>>>>>

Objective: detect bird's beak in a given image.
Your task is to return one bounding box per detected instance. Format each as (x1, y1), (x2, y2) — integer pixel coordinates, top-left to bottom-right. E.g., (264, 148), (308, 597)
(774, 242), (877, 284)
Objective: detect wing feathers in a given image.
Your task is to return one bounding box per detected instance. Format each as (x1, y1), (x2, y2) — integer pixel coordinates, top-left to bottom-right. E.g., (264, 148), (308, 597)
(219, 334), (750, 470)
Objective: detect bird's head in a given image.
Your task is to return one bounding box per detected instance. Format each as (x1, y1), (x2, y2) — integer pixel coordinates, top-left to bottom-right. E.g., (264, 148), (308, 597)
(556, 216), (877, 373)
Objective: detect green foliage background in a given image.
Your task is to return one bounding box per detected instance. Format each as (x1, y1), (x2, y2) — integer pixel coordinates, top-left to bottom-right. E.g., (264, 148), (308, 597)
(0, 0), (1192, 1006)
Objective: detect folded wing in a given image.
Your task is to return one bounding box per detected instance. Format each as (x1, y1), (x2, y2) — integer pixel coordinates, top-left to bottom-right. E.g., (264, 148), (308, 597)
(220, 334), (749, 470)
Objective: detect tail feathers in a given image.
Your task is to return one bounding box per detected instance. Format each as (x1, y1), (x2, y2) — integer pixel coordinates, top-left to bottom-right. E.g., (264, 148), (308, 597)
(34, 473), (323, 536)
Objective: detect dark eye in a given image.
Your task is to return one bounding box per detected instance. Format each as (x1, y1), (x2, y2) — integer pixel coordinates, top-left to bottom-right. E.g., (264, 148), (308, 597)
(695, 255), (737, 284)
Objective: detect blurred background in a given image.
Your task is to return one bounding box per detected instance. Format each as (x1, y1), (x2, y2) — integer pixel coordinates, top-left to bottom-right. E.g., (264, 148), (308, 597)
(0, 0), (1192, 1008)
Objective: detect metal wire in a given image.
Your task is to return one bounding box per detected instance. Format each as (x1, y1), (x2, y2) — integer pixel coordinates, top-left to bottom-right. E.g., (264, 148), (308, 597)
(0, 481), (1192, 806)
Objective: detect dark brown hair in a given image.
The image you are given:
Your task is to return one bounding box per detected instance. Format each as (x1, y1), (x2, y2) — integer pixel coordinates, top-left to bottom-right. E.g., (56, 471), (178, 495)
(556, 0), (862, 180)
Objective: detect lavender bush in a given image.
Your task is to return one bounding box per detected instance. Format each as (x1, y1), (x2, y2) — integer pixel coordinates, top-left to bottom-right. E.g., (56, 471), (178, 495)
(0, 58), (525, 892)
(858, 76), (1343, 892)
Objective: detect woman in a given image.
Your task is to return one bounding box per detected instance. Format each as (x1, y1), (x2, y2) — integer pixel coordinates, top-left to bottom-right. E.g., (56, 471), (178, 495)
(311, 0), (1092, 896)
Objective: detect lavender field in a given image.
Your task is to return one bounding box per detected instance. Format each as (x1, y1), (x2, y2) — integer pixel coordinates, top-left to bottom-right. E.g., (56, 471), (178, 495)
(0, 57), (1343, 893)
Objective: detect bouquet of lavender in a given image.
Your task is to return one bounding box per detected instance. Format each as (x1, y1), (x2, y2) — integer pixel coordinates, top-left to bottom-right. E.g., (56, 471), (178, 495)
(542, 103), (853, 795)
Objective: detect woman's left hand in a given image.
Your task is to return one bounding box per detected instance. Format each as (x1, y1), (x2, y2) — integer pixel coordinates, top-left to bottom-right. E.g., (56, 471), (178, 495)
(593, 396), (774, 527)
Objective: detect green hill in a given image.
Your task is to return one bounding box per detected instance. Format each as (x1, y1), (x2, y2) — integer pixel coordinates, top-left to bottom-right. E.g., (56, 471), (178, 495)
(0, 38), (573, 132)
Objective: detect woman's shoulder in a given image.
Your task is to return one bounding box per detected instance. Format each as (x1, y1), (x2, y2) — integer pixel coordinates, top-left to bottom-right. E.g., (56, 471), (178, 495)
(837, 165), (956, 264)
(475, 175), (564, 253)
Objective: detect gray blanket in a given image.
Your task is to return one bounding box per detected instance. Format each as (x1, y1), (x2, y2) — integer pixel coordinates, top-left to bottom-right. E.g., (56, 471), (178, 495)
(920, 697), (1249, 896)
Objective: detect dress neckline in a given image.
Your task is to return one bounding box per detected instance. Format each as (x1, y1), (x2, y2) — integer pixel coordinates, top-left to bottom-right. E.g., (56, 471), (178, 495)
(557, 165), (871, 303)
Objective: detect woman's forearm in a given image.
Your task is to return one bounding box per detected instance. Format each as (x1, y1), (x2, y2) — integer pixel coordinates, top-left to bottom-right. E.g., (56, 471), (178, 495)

<<<<<

→ Problem requirements: Copy the lines of the records without any change, starting at the line that contains "Objective: detect dress" and ending at the end of the records.

→ Written answer:
Objective: detect dress neckline in a given image.
Your task is to return one bounding box per detected instance. Format each as (x1, y1), (x2, y2) — integer pixel coordinates, top-left to bottom-right. E.g., (56, 471), (178, 495)
(557, 165), (871, 303)
Objective: detect woman's forearm in a given image.
Your task is to return one bounding box per detected instance. Format each as (x1, y1), (x2, y2) — integer pixel coordinates, top-left to bottom-right. E.g., (56, 471), (178, 495)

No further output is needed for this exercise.